───── EXTRAIT PRÉSENTÉ ─────

Aspects médicolégaux des nouveaux scanners volumiques multibarrettes
Vincent HAZEBROUCQ

Les progrès techniques majeurs des nouveaux imageurs TDM induisent naturellement des adaptations radicales des pratiques médicales

Avant l’adoption de ces modifications, il faut :

- Contrôler leur validité juridique et déontologique, car ‘tout ce qui est possible n’est pas toujours souhaitable ni même permis’…

- Comprendre leurs conséquences médico-légales potentielles ; il suffit de rappeler l’exemple des cassettes vidéo d’échographie pour comprendre qu’une modification apparemment anodine de la façon de se comporter peut amener, involontairement, d’importantes conséquences juridiques.

Toute innovation doit donc être scrutée attentivement, non seulement au plan technique, médical et financier, mais aussi au plan médico-légal. Il ne s’agit pas , évidemment de se montrer pusillanime face au progrès, mais simplement de pratiquer un choix suffisamment éclairé pour ne pas avoir ensuite de mauvaises surprises. Sauf omission de l’auteur de ces lignes, les technologies nouvelles de TDM volumique peuvent à la fois influer sur :

          Les indications des examens ;

          Leurs protocoles de réalisation ;

          Leurs modes d’interprétation ;

          La communication de leurs résultats ;

          Leur archivage.

Chacun de ces points doit donc faire l’objet d’un examen soigneux par l’équipe radiologique, en particulier lors de la mise en place d’un nouvel appareillage et de l’élaboration des procédures y afférant : les quelques réflexions et informations suivantes visent à vous aider dans votre propre réflexion… et non à s’y substituer !

1          Les indications

Rappelons tout d’abord que pour le juge, un acte technique médical doit entrer dans l’une des quatre catégories suivantes :

Le médecin, lui pèse ses indications par référence à ses connaissances professionnelles, son analyse de la situation clinique et son obligation générale de moyens du médecin. Celle-ci, limitée seulement par le devoir de prudence a été maintes fois réaffirmée par les juges, et transcrite dans le Code de déontologie médicale (décret 6 sept. 1995, article 39 :« Les médecins ne peuvent proposer aux malades ou à leur entourage … un procédé illusoire ou insuffisamment éprouvé…»).

───── LIGNES DE DONNÉES ─────

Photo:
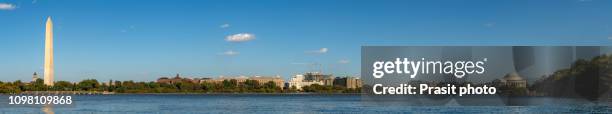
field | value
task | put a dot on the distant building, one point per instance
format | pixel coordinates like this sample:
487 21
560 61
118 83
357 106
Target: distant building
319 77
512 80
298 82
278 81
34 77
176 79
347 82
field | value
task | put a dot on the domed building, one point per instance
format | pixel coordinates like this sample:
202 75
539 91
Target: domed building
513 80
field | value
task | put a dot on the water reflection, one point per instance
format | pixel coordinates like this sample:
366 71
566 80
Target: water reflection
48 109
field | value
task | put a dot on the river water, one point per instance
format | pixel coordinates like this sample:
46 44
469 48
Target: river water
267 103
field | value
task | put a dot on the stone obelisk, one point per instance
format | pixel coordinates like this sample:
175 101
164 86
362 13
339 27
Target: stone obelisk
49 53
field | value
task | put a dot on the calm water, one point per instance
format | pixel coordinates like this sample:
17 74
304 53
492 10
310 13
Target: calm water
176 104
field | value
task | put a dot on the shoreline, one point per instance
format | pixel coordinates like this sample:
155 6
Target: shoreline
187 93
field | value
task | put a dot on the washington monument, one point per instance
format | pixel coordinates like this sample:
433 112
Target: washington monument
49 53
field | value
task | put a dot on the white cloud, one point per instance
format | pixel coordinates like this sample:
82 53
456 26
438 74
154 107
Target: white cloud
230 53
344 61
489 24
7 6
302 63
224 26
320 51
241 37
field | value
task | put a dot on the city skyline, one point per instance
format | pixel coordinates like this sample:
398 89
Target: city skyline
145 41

─────
───── LIGNES DE DONNÉES ─────

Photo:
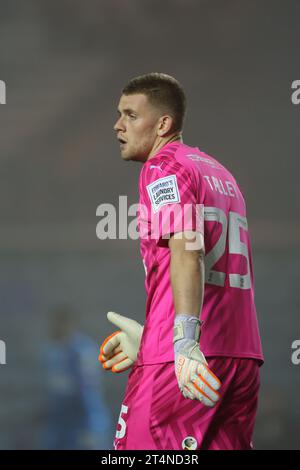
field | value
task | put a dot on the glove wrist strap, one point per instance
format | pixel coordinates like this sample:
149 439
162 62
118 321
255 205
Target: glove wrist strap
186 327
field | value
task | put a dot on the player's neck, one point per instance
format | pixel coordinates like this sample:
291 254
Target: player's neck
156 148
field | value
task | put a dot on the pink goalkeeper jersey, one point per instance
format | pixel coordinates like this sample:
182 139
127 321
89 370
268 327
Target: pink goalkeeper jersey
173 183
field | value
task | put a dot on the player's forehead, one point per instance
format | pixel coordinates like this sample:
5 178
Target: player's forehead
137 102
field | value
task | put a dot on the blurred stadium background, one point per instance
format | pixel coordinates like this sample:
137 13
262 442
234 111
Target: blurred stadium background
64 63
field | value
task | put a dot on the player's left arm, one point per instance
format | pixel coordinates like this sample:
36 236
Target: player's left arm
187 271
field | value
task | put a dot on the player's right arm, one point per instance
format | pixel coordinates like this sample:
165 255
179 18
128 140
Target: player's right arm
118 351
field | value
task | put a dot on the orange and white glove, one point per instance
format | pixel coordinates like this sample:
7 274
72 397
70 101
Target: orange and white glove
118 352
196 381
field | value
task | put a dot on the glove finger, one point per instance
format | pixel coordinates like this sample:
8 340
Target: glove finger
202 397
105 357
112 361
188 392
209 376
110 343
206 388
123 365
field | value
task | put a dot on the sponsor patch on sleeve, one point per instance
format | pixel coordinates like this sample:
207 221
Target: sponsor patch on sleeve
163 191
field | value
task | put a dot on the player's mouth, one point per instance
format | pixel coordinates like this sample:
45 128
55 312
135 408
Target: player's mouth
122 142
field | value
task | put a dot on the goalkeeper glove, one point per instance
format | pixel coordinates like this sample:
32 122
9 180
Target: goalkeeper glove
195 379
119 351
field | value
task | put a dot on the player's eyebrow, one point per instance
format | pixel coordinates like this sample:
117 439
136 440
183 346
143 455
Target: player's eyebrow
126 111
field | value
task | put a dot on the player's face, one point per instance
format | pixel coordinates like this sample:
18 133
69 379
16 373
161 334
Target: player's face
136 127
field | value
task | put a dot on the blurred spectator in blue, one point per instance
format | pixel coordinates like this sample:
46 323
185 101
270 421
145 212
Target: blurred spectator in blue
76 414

─────
───── LIGNES DE DONNÉES ─────

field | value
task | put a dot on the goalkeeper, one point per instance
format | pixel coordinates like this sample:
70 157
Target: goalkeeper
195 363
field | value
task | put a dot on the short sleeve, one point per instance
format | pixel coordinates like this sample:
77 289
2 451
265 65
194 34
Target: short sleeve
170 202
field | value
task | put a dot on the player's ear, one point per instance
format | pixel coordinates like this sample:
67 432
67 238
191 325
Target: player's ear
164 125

─────

**CONSIGNE**
Dans l'extrait sur les scanners volumiques multibarrettes, énumérez tous les points sur lesquels les technologies nouvelles de TDM volumique peuvent influer.

**CORRIGÉ**
- Les indications des examens
- Leurs protocoles de réalisation
- Leurs modes d'interprétation
- La communication de leurs résultats
- Leur archivage